This is the file photo used by MSNBC for some of its articles about Schrenker. It probably doesn't do much to win him sympathy among the public, or more importantly, among the members of the jury that will decide his fate in the future.

His clients who lost millions due to Schrencker's mismanagement also probably don't appreciate the high level of class necessary to take a photo with one's high-priced possessions.

Greatest. Spokesman. Ever.

Today's Rocky carries an article penned by David Milstead that says that the Post is surreptitiously borrowing funds from the Denver Newspaper Agency to cover payroll. Whatever the merits of the story (which the excellent Michael Roberts covers here), the Denver News Corp. executive, Joseph Lodovic, who acted as spokesman, provided some excellent examples for how not to respond to media inquiries.

"Who cares who owes what? Money goes back and forth all the time. All the balances will get wiped out altogether in the end."

Brilliant! Just don't tell the Justice Department, since anti-trust laws governing the DNA stipulate that the Feds do in fact care who owes what.

And my favorite:

"The issue is too complicated. It's irrelevant. Who cares?"

### EXERCISE DETAILS
Reproduce the blog excerpt word for word, beginning at the words that contain "His clients who" and stopping after "who owes what.". Draw only on the blog excerpt above and on nothing else.

(Extracted records)

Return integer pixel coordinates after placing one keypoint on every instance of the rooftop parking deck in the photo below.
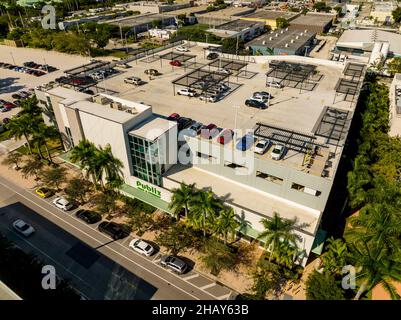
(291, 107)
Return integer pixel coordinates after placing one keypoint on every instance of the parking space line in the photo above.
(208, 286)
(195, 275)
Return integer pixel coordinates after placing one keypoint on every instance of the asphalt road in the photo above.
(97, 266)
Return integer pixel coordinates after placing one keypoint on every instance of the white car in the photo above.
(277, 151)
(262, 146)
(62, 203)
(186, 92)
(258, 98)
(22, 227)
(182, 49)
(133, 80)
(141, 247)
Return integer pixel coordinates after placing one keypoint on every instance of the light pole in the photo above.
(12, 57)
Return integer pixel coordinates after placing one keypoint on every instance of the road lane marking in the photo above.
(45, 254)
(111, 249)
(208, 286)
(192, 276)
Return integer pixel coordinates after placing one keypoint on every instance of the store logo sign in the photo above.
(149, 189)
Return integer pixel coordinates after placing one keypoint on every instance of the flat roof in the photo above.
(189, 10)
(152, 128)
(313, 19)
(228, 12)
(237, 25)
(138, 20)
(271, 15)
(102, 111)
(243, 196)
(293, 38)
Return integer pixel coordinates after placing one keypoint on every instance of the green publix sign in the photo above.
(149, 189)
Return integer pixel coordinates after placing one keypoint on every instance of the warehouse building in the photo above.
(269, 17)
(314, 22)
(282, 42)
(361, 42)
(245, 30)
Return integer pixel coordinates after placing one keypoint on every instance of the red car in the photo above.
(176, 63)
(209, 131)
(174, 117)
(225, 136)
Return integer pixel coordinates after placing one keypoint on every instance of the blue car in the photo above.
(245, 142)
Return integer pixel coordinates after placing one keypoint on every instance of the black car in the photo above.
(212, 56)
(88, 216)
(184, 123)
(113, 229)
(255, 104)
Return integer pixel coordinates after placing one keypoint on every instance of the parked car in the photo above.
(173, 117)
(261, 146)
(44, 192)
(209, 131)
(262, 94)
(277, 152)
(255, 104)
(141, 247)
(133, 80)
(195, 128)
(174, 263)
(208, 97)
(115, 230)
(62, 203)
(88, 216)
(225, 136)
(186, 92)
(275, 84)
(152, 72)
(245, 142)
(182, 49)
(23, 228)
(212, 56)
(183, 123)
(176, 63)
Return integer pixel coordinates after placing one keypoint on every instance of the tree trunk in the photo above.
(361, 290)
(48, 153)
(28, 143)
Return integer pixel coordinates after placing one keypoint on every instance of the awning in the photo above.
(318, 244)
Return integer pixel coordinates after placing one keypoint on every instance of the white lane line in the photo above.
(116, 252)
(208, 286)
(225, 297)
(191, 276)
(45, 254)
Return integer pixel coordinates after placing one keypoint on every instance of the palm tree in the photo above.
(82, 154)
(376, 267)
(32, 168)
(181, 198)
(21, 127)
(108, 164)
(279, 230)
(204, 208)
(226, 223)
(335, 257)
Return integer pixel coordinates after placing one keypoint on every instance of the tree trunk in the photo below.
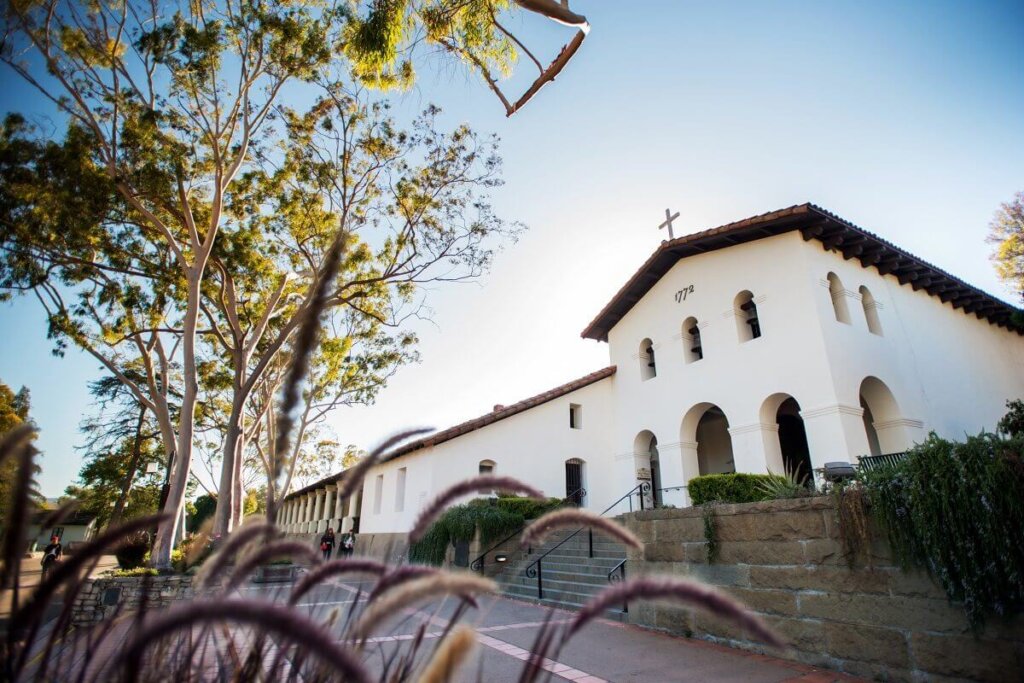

* * *

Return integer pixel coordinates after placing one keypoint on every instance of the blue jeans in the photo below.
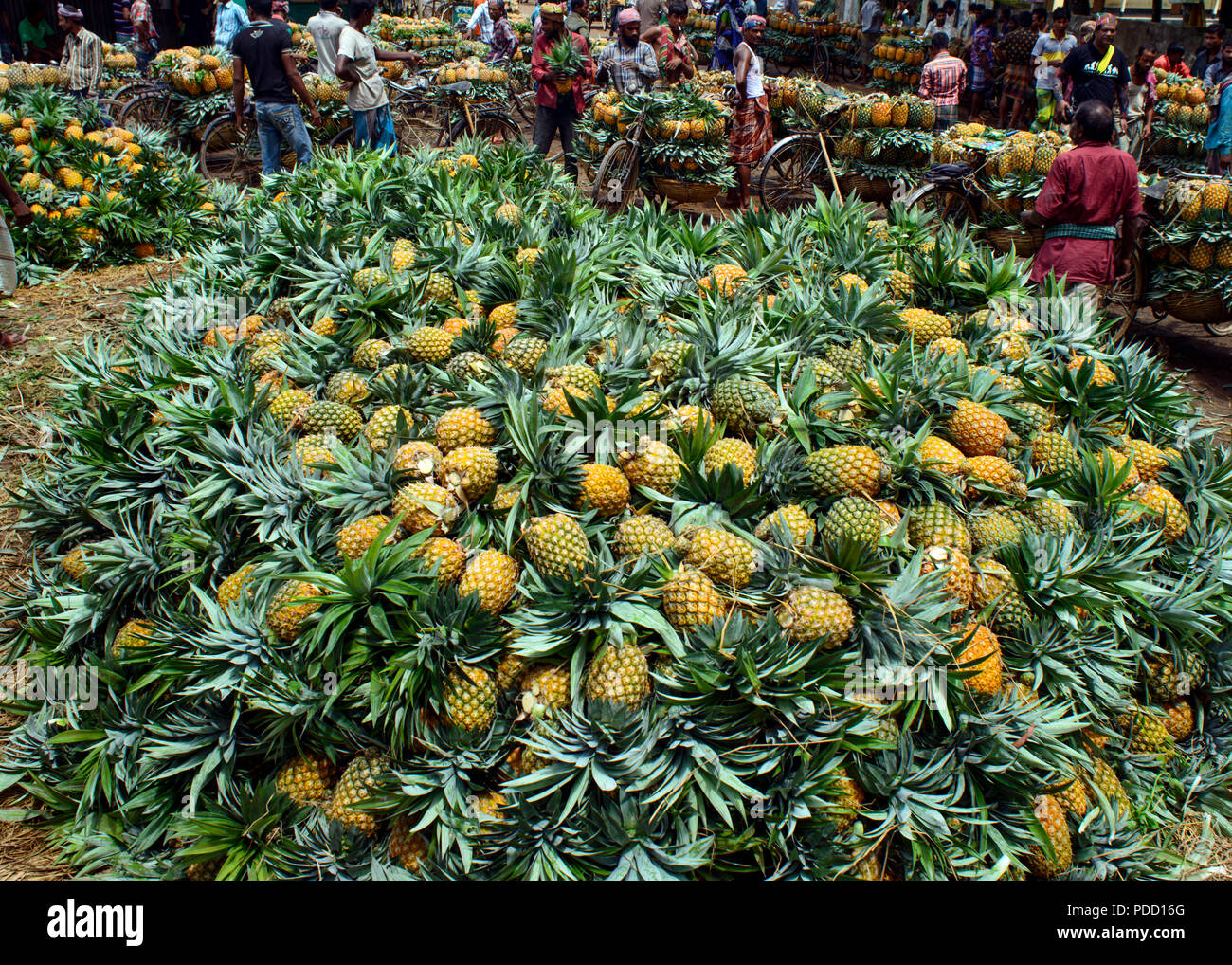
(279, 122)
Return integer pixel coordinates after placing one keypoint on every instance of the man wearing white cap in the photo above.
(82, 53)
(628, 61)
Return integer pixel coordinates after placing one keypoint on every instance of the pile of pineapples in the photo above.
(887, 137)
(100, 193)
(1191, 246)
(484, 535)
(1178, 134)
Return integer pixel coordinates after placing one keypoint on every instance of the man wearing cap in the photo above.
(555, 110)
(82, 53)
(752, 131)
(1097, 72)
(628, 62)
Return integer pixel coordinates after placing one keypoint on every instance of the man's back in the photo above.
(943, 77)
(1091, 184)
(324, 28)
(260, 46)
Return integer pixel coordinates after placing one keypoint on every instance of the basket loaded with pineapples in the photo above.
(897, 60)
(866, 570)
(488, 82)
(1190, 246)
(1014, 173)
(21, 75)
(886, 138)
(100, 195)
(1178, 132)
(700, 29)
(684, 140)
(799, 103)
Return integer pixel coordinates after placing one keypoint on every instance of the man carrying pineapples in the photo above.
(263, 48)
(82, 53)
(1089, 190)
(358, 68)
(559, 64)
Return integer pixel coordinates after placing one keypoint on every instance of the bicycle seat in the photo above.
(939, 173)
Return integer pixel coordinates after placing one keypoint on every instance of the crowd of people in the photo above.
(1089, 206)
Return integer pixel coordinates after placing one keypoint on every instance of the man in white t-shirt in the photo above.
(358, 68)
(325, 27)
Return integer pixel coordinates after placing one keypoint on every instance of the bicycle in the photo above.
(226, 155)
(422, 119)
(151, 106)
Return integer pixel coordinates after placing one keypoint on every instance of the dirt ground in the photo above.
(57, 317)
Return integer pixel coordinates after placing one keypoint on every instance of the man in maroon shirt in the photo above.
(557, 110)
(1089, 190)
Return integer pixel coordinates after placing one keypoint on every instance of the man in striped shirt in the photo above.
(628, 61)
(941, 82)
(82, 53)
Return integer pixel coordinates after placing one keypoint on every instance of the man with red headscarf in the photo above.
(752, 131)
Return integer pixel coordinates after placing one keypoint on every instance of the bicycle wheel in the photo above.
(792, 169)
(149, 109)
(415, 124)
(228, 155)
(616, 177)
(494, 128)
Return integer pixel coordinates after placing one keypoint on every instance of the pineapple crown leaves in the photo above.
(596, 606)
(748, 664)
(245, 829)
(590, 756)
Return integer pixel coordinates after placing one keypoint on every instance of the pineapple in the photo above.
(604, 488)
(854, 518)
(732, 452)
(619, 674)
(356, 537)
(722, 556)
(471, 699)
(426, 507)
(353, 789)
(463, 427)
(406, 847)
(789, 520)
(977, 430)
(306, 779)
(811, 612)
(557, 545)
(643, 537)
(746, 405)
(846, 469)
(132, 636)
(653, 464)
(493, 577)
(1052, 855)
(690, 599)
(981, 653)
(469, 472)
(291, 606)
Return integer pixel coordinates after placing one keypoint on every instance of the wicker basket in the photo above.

### RESULT OF THE EXERCISE
His clients who lost millions due to Schrencker's mismanagement also probably don't appreciate the high level of class necessary to take a photo with one's high-priced possessions.

Greatest. Spokesman. Ever.

Today's Rocky carries an article penned by David Milstead that says that the Post is surreptitiously borrowing funds from the Denver Newspaper Agency to cover payroll. Whatever the merits of the story (which the excellent Michael Roberts covers here), the Denver News Corp. executive, Joseph Lodovic, who acted as spokesman, provided some excellent examples for how not to respond to media inquiries.

"Who cares who owes what? Money goes back and forth all the time. All the balances will get wiped out altogether in the end."

Brilliant! Just don't tell the Justice Department, since anti-trust laws governing the DNA stipulate that the Feds do in fact care who owes what.